Mais qui perd dans tout cela ?

C’est seul le Pds qui en pâtit avec ces cascades de soustractions. A ce rythme, le parti n’ira nulle part. Ils disent qu’ils tiennent le coup et déclarent souvent que leur candidat, c’est Karim Wade. Cela n’a aucun sens. Tout Sénégalais condamné à une peine de six mois ou plus, même assorti de sursis, est inéligible du fait de l’article 90 du Code électoral. Donc, les juges n’ont pas eu besoin de prononcer l’inéligibilité de Karim Wade.

Selon vous, pourquoi Abdoulaye Wade persiste-t-il à maintenir le choix de Karim ?

Il sait très bien que Karim n’est plus éligible. Mais il joue pour dire : voilà ! la démocratie est massacrée au Sénégal. Le candidat de mon parti a été déclaré inéligible. Même si Karim sort demain, s’il n’est pas amnistié, pas gracié, s’il dépose sa candidature pour être président de la République, mon pauvre cousin Karim va subir le Code électoral. Le Pds n’aura pas de candidat, s’il persiste dans le choix de Karim Wade.           

Pouvez-vous revenir sur votre militantisme dans les rangs du Pds ?

J’étais au Pds. J’étais membre du Collectif de femmes cadres. J’étais à la CIS (Cellule d’initiatives et stratégies) que dirigeait Macky Sall, en tant que président. Mais avant que Macky Sall n’arrive dans le parti, j’ai fait la Coordination des cadres avec les Cheikh Touré qui en était le président et autres. Puis, ils sont partis avec Ousmane Ngom créer le Pls (Parti libéral sénégalais) et ils nous ont laissés là-bas avec Macky Sall qui a demandé l’autorisation à Abdoulaye Wade de créer quelque chose qui pouvait regrouper les cadres. Parce qu’il n’y avait plus de structure des cadres. Tous les cadres étaient pratiquement partis avec Ousmane Ngom. Cheikh Touré, Marcel Bassène, bref tout le monde. C’est comme cela qu’avec moi, Marie Pierre Sarr, professeur à la faculté des Lettres de l’Ucad, qui sommes ses grandes sœurs, nous avons créé la CIS.

• _Tâche A_: Dressez la liste de toutes les personnes nommées dans l'entretien sur le Pds, en citant chacune une seule fois.
• _Tâche B_: Recopiez le passage de l'entretien sur le Pds qui commence par "C’est seul le" et se poursuit jusqu'à "choix de Karim ?".
• _Tâche C_: Poursuivez l'entretien sur le Pds à partir de sa dernière phrase.
Les lignes proviennent d'une source distincte de l'entretien sur le Pds.

• _Données_:
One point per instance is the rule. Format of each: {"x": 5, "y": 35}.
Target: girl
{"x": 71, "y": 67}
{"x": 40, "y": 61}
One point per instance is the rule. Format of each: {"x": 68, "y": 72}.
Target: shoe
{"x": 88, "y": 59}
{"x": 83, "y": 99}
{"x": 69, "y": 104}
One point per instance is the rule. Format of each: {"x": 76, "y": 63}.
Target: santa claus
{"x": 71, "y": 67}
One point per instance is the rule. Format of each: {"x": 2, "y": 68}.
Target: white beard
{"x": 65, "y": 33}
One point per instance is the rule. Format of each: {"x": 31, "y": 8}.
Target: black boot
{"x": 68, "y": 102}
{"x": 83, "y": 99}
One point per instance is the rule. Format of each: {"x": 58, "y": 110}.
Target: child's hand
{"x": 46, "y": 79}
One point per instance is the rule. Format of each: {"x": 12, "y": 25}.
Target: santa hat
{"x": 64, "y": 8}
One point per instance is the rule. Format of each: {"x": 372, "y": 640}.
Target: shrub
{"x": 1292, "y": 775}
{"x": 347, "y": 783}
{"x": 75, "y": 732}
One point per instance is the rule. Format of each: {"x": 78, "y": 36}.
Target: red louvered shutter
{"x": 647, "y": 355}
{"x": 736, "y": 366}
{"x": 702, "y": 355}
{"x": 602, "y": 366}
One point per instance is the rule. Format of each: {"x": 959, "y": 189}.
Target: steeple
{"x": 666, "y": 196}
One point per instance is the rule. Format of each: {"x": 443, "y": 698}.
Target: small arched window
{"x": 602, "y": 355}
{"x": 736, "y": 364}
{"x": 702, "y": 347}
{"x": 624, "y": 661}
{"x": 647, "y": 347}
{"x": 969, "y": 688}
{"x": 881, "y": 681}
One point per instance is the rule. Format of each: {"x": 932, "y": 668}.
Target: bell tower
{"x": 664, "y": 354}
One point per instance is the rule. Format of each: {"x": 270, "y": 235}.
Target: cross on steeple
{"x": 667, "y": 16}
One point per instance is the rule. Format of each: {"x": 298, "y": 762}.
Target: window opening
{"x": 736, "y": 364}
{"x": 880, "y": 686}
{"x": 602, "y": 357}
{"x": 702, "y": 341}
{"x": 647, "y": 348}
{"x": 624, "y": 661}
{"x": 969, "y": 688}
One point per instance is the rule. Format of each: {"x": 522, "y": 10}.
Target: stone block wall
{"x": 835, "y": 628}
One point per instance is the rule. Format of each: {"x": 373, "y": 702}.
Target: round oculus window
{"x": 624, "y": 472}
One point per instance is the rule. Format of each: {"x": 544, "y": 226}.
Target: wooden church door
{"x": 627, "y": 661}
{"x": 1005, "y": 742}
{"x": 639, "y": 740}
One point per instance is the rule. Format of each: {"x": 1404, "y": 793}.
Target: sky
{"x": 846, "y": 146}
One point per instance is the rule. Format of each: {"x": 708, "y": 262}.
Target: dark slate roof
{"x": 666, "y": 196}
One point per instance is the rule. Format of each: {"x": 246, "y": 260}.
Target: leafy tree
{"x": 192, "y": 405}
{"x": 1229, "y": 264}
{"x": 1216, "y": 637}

• _Réponse A_: Karim Wade, Abdoulaye Wade, Macky Sall, Cheikh Touré, Ousmane Ngom, Marcel Bassène, Marie Pierre Sarr

• _Réponse B_:
C’est seul le Pds qui en pâtit avec ces cascades de soustractions. A ce rythme, le parti n’ira nulle part. Ils disent qu’ils tiennent le coup et déclarent souvent que leur candidat, c’est Karim Wade. Cela n’a aucun sens. Tout Sénégalais condamné à une peine de six mois ou plus, même assorti de sursis, est inéligible du fait de l’article 90 du Code électoral. Donc, les juges n’ont pas eu besoin de prononcer l’inéligibilité de Karim Wade.

Selon vous, pourquoi Abdoulaye Wade persiste-t-il à maintenir le choix de Karim ?

• _Réponse C_:
Quand est-ce que vous avez adhéré au Pds ?

Je connais Abdoulaye Wade depuis 1970, donc avant qu’il ne soit entré en politique. Avant le Parti socialiste, il était dans des structures comme le Club Nation et développement qui animait des conférences sur beaucoup de sujets d’actualité et je les suivais partout. Sur recommandation de Senghor à Abdou Karim Fall, il est venu après militer au Ps, mais à Kébémer ; et ma mère est sa cousine. Quand il est venu, il a présenté sa lettre pour appartenir à la coordination départementale.

A cette époque, il y avait Djibril Ndiogou Fall, le propriétaire de la Librairie papeterie du Sénégal (Lps)- c’est le premier libraire noir du Sénégal d’ailleurs- et Abdou Karim Fall qui a été secrétaire général d’Abdou Lahad Mbacké. Wade est venu militer. Il a essayé de constituer une coordination, mais au bout de deux ans, il n’a rien pu glaner comme secteur important. Et un jour, il a dit qu’il voulait faire un meeting. Mais le président de la coordination lui a dit que pour faire un meeting, il y avait des voies à suivre : c’est le président de la coordination qui donne l’autorisation, puis appelle les militants à y aller. Wade a répondu : oui, je suis professeur d’université, je suis riche, je suis indépendant. Il a fait son meeting.

Il y avait des gens comme ma mère, le vieux Mandoumbé Mbodj, le vieux Birahim Aïcha Tall ainsi que toutes leurs familles. Wade a tenu son meeting autour d’un petit cercle et eux (les dirigeants de la coordination de Ps) lui ont envoyé des vendeurs d’eau, des maures, le disperser. Il a pris la tangente. Ensuite, il a été avec Senghor dans une mission et a profité de cela pour le rencontrer dans l’avion et lui dire que son parti est antidémocratique. Qu’on l’a agressé à Kébémer. Il lui a dit : je veux créer un parti de contribution. Senghor a dit oui. Il a construit son parti et nous sommes partis avec lui, notamment, ma mère, Adja Rama Diaw. C’est elle qui a été la première femme responsable du Pds et le premier congrès des femmes du parti s’est tenu à Kébémer chez nous.